How many of the lines below contain the word "target"? Reply with the number only.

__SUPPLIED MATERIAL__:
# # # # #

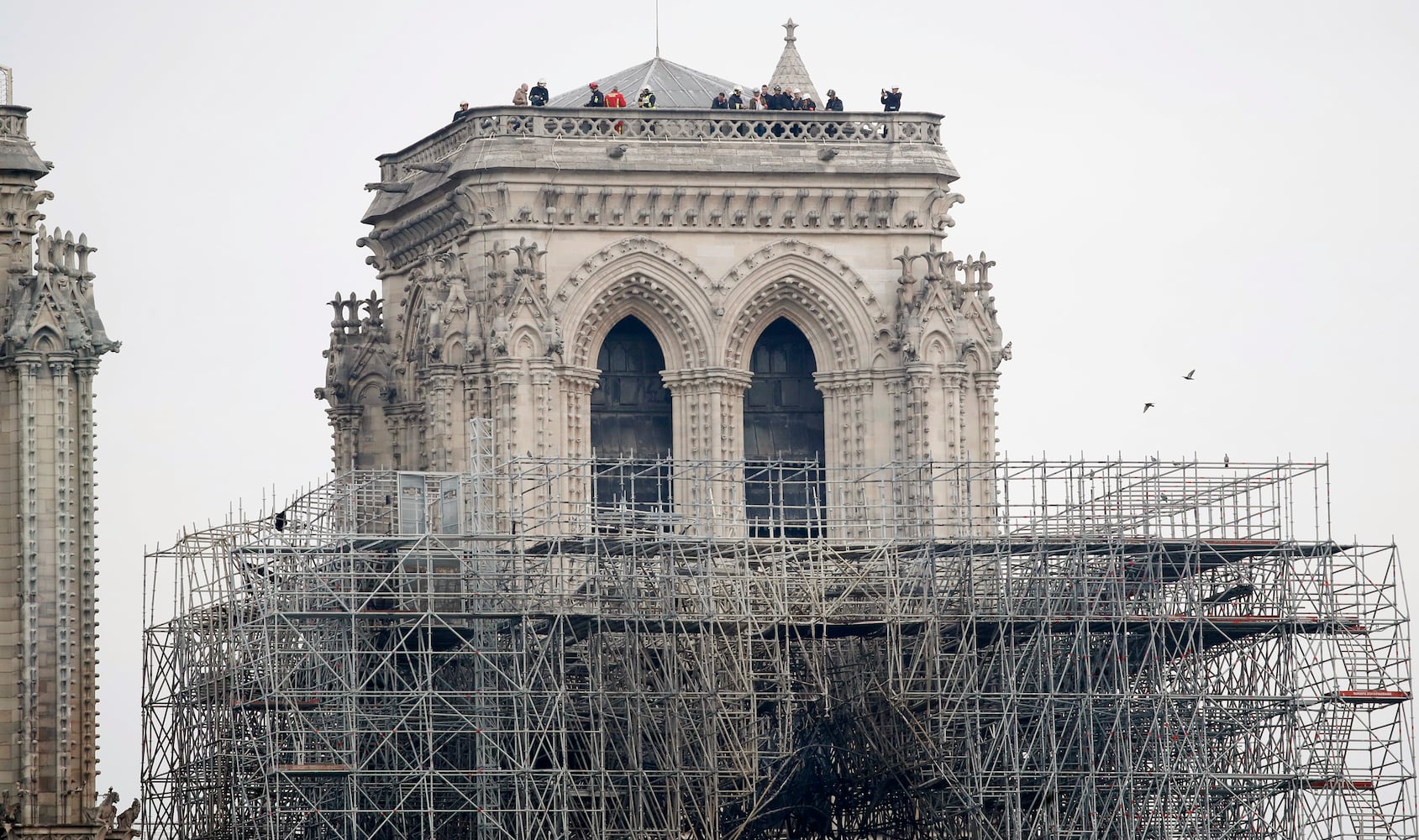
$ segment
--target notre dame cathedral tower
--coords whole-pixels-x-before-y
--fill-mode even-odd
[[[813,91],[788,30],[775,81]],[[939,115],[707,111],[732,82],[660,57],[600,87],[658,108],[568,116],[569,91],[380,156],[380,288],[332,301],[318,393],[336,471],[468,470],[490,419],[498,463],[600,464],[587,504],[732,524],[850,499],[816,472],[796,501],[751,478],[691,498],[646,458],[844,477],[995,457],[1009,346],[993,262],[942,247],[962,197]]]
[[[9,82],[9,71],[0,68]],[[7,837],[94,837],[94,375],[118,349],[84,234],[47,230],[28,108],[0,91],[0,795]],[[114,805],[105,813],[114,819]]]

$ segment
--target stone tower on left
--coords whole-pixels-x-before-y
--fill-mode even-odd
[[[88,237],[40,224],[53,193],[37,183],[53,165],[35,153],[30,109],[10,104],[9,89],[0,91],[0,797],[6,837],[94,837],[94,375],[118,342],[94,305]]]

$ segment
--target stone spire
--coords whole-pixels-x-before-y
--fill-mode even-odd
[[[793,30],[797,24],[793,23],[790,17],[783,28],[788,31],[783,35],[783,55],[779,55],[779,64],[773,68],[773,77],[769,81],[769,87],[783,85],[785,88],[793,88],[795,91],[803,91],[806,95],[813,96],[817,106],[823,106],[822,96],[817,95],[817,88],[813,87],[813,79],[807,75],[807,68],[803,67],[803,58],[797,54],[797,47],[793,45],[797,41],[797,35]]]

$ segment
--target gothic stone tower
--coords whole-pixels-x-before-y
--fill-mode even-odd
[[[0,793],[18,837],[94,836],[94,375],[116,350],[87,237],[45,231],[28,108],[0,104]],[[88,813],[85,813],[88,812]]]
[[[939,115],[481,108],[379,163],[336,471],[467,471],[474,417],[501,460],[995,457],[1009,346],[993,262],[942,247]]]

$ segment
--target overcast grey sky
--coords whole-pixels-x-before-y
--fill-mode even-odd
[[[0,4],[0,64],[87,231],[98,380],[101,789],[136,793],[143,546],[324,480],[321,350],[373,158],[458,99],[654,54],[653,3]],[[1337,538],[1419,556],[1419,3],[664,0],[661,55],[945,115],[1015,360],[1013,457],[1331,458]],[[1196,368],[1198,379],[1182,382]],[[1147,416],[1144,402],[1158,407]]]

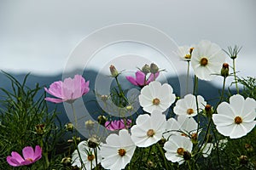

# # # # #

__TASK OUTPUT__: 5